* _Task prompt_: All the data should be transcribed exactly, with every line kept.

··· Exercise inputs ···

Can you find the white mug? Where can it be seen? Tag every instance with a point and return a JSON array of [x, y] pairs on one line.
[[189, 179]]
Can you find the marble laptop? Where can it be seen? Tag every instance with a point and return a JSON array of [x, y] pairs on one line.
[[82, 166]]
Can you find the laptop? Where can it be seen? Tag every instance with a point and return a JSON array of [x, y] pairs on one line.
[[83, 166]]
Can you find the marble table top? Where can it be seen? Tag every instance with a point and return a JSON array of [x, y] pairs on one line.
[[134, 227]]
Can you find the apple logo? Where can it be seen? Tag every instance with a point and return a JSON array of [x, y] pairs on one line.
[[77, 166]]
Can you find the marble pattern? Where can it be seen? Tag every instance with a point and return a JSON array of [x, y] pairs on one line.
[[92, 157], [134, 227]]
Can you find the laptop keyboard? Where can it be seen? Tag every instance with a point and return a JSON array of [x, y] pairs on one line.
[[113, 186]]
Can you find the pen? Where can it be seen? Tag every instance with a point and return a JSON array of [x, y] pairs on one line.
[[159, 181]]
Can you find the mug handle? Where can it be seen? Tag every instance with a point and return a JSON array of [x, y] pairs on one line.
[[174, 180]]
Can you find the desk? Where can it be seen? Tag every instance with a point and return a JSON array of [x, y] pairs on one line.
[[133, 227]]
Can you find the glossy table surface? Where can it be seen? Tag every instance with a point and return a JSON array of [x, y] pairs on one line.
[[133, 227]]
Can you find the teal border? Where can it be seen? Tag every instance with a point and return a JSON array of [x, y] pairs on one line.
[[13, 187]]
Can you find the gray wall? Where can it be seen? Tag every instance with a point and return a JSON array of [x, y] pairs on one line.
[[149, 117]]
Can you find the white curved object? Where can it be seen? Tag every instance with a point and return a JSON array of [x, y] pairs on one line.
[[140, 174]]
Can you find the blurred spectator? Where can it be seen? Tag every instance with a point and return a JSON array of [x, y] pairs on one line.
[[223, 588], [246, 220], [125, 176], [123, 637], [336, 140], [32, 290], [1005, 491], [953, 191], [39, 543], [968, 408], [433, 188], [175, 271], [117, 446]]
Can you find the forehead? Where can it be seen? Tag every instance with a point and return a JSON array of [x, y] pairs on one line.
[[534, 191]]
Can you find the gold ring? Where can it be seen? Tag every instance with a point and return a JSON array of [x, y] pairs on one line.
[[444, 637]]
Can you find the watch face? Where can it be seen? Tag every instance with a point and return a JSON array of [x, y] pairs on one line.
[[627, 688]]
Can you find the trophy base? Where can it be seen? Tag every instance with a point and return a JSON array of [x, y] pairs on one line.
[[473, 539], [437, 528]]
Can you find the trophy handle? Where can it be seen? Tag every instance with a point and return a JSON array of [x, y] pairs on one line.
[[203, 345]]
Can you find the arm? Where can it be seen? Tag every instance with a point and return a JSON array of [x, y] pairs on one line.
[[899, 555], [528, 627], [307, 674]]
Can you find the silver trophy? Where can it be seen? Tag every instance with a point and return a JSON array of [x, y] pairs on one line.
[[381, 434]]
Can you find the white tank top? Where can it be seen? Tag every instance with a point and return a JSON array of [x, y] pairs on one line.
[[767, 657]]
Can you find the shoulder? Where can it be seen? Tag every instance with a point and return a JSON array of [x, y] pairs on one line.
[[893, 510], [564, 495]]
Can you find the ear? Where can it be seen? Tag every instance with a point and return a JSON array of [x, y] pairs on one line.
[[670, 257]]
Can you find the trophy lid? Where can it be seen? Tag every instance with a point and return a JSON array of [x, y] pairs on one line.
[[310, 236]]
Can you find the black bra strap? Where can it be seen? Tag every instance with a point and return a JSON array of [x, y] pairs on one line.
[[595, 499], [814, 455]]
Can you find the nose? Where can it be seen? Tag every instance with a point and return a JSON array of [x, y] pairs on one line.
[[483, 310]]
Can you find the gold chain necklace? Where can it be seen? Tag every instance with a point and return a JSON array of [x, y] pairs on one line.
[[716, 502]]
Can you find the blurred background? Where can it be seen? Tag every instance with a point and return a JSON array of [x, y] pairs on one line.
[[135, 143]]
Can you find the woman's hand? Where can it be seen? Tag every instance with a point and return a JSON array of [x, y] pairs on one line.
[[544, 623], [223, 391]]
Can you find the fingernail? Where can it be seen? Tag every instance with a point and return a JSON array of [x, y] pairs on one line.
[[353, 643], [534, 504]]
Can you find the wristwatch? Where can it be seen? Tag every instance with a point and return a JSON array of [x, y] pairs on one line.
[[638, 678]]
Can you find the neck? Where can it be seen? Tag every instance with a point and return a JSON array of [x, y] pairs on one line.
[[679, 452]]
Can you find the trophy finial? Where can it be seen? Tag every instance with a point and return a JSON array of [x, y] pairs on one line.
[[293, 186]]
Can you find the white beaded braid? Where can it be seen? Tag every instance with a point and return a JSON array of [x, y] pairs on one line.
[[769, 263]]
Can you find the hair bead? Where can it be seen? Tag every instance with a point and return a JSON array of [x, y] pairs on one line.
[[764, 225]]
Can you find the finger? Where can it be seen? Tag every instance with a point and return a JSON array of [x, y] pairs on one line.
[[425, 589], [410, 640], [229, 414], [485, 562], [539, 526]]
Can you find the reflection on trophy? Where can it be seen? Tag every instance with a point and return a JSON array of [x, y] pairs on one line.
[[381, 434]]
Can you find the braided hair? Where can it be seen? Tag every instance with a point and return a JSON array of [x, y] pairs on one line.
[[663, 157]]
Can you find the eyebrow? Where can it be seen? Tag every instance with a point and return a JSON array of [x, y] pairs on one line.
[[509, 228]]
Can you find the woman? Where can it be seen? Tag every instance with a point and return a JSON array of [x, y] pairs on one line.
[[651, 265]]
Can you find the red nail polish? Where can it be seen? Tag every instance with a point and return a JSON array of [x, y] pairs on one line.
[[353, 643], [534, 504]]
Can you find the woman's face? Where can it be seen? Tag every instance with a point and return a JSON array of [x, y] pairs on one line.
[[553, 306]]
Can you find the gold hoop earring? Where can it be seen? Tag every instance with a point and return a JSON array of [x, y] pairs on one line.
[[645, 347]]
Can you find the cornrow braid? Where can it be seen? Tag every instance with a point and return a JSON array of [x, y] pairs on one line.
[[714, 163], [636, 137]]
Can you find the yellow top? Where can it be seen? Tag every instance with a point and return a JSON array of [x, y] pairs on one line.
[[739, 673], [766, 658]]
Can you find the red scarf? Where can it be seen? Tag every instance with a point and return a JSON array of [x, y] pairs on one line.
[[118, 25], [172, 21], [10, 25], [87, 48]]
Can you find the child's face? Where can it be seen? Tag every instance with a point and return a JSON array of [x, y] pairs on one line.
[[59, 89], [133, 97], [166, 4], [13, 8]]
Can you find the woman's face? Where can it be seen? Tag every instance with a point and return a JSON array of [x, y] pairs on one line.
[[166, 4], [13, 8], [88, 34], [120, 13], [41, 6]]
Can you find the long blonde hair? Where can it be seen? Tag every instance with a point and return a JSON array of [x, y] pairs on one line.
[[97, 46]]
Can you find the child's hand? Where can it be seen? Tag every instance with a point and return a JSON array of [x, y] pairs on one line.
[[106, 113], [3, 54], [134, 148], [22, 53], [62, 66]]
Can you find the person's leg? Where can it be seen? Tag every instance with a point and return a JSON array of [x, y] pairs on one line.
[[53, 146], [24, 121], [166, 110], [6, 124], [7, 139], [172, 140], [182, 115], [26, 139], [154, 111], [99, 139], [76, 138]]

···

* _Written answer_:
Can you find the white mug? Where can it be seen? Tag every instance with a point and return a JSON array of [x, y] pairs on one line.
[[189, 179]]
Can you find the marble laptop? Where can it be seen? Tag every instance with a point and return a JSON array of [x, y] pairs on one line.
[[82, 166]]
Can you find the laptop? Where can it be seen? Tag every instance with a point and return a JSON array of [x, y] pairs on one line.
[[83, 166]]
Can you find the marble table top? Where can it be seen? Tag every instance with a point and return a JSON array of [x, y] pairs on one line.
[[134, 227]]
Can you find the apple logo? Where can it be seen? Tag every instance with a point and return a JSON array of [x, y] pairs on one line.
[[77, 166]]
Can you find the marble pattern? Where can it be seen? Tag every instance with a point and return a JSON array of [x, y] pairs on one line.
[[92, 157], [134, 227]]
Can you find the laptop keyboard? Where can it be seen? Tag every instance with a point and return a JSON array of [x, y] pairs on one line.
[[113, 186]]
Can you find the pen? Where can it be seen? Tag every instance with a point and return a JSON array of [x, y] pairs on one line.
[[159, 181]]
Can you find the mug handle? Where can it be seen? Tag every instance with a point and return a JSON array of [x, y] pairs on one line.
[[174, 180]]
Can you find the desk? Where can it be seen? Tag every instance with a point and return a JSON array of [x, y] pairs on one line.
[[133, 227]]
Can you find the glossy table surface? Where can it be seen? Tag every instance with a point and return a JSON array of [x, y] pairs on one line.
[[133, 227]]
Can you find the teal border? Where can it be seen? Tag every instance with a point and return a JSON array of [x, y] pairs on one line.
[[13, 187]]
Can you find the gray wall? Where can it be seen? Tag every instance with a point and return a JSON array of [x, y] pairs on one line.
[[149, 117]]
Can you find the white curved object? Where can it be seen? Tag every instance with a point and return a JSON array of [x, y] pairs on one line.
[[140, 174]]
Can you find the blurred spectator? Where can it be seen? Tag every instance with a point and return a JSON array of [x, y] pairs on one line.
[[223, 588], [246, 220], [125, 176], [123, 637], [336, 140], [32, 290], [1005, 491], [953, 191], [39, 543], [968, 408], [433, 188], [175, 271], [117, 446]]
Can you find the forehead? Where can it be seen? Tag every instance with a point and return a JSON array of [x, y] pairs on one line.
[[534, 191]]
Can you find the gold ring? Where can it be seen? Tag every instance with a point and return a JSON array of [x, y] pairs on one line.
[[444, 637]]
Can you find the watch face? Where can it be seen? Tag every instance with a point and return a JSON array of [x, y] pairs on one line.
[[627, 688]]
Can you find the trophy base? Where can it be seen? Tag every instance with a point and return a JSON array of [x, y] pairs on one line.
[[473, 539], [437, 528]]
Can you find the trophy handle? Where can it be seen? Tag every instance with a point and return a JSON array of [x, y] pairs on one line.
[[203, 345]]
Can you find the arm? Where can it be seen? Tag every instance with a point and return a JSON array of [x, y] pairs on one line.
[[899, 555], [528, 627], [307, 674]]
Can you find the silver trophy? Where can it be seen? Tag every instance with a point and return a JSON array of [x, y] pairs on one line.
[[381, 434]]
Can you find the white tank top? Where can it be seen? Tag every instance with a point and return a JSON array of [x, y] pairs on one line.
[[767, 657]]
Can you find the shoulder? Where can it be seen? Tag every instance with a point and return a JSON array of [x, y] pairs on one line.
[[893, 510], [564, 495]]
Can you find the ear? Where can it be seen? Tag every instance with a point and return a JSON array of [x, y] pairs on one line.
[[670, 257]]
Can you find the trophy lid? Where can it be seen? Tag every instance with a point and return a JSON array of [x, y] pairs on one line.
[[310, 236]]
Can you find the black bra strap? Where can it be seen? Tag every instance with a point and return a JSON array of [x, y] pairs on one line.
[[595, 499], [814, 455]]
Can you find the nose? Where can it be seen? Tag every instance with a point and return a JSON array of [x, y] pairs on one line.
[[483, 310]]
Can you find the gold chain necklace? Where can it be seen? Tag every instance with a point and return a JSON array of [x, y] pairs on one line.
[[716, 502]]
Can you find the blurred background? Where can it be seen? Tag every instance with a point and return a JSON array of [x, y] pairs on one line.
[[135, 143]]
Can you find the woman's hand? Where can it be seen? Tag every instance with a point and return a JSON array of [x, y] pairs on one line.
[[544, 623], [223, 391]]
Can you find the fingernail? Where can it be seen? Tag every instance with a point and return a JSON array of [x, y] pairs on one line.
[[353, 643], [534, 504]]
Can you find the wristwatch? Where can it be seen? Tag every instance with a point and return a JSON array of [x, y] pairs on one line.
[[638, 678]]
Can you find the neck? Where can it be seen? Tag every instance with a point and return a JSON array of [x, y] pairs on one line.
[[679, 452]]
Can you find the trophy finial? Where can it be seen? Tag every instance with a point and return a JSON array of [x, y] pairs on one line.
[[293, 186]]
Can you find the white beaded braid? Where can it be seen? Tag every instance with a point and return a JSON array of [x, y] pairs on one line.
[[769, 263]]
Can you find the hair bead? Where can it be seen? Tag every instance with a point and return a JSON array of [x, y] pairs on one line.
[[764, 225]]
Can you find the finger? Where can it be seen? Tag every instance with a point and return a JSON array of [x, y] pairs on one line.
[[425, 589], [410, 640], [229, 414], [485, 562], [539, 526]]
Can you find the reflection on trophy? Where can it be seen? Tag every instance with a point and return a JSON array of [x, y] pairs on one line.
[[381, 434]]
Can you find the braided hair? Where can it be seen? Tag every instance with a point and return a JSON array of [x, y] pairs on one line.
[[663, 157]]
Can you find the eyebrow? Where can it be seen? Tag every instance with a point and return a JSON array of [x, y] pairs on one line.
[[509, 228]]
Can you find the woman? Where can it be seen? Tag every instance with a point and return a JSON array of [x, y] pairs on one line.
[[651, 265]]
Can you find the red nail polish? Where can it be seen? Tag every instance with a point and return a JSON array of [x, y] pairs on one line.
[[353, 643], [534, 504]]
Can you find the woman's face? Where can it be seen? Tag every instance with a point and return a JSON array of [x, y] pairs on one line.
[[553, 306]]
Can you find the gold hoop earring? Where can it be seen? Tag every instance with a point and return a JSON array of [x, y] pairs on one line.
[[645, 347]]
Can you find the cornrow braid? Where can it be seen? Tag every instance with a point and return a JSON array of [x, y] pairs on one line.
[[714, 163], [636, 137]]
Can you find the yellow top? Where can it be seen? Tag every instance with a point and return a JSON array of [x, y] pairs on one line.
[[739, 673], [766, 658]]
Can you find the red scarf? Where can it be seen? Tag every instance with a point and return a JSON array of [x, y] pairs on one line.
[[118, 25], [172, 21], [10, 25], [87, 48]]
Can you find the child's face? Where can it be seen? Tag every instance with a point and return a JSON array of [x, y] pairs on one line.
[[59, 89], [133, 97], [166, 4], [13, 8]]
Can you find the woman's face? Where can it be seen? Tag every instance with a point and return a JSON array of [x, y] pairs on one line.
[[166, 4], [13, 8], [88, 34], [120, 13], [41, 6]]
Can you find the long blonde hair? Where can it be seen? Tag every instance with a point and return a JSON array of [x, y] pairs on one line.
[[97, 46]]
Can you find the child's hand? Where can it be seen? Tag every instance with a point and return a JSON array of [x, y] pairs on one line.
[[106, 113], [3, 54], [134, 148], [22, 53], [62, 66]]
Can you find the person's leg? Where can it be seen? Tag every instance with a point and return a JSON array of [x, y] pairs on one line.
[[53, 146], [24, 121], [166, 110], [6, 124], [7, 139], [172, 140], [182, 115], [26, 139], [154, 111], [99, 139], [76, 138]]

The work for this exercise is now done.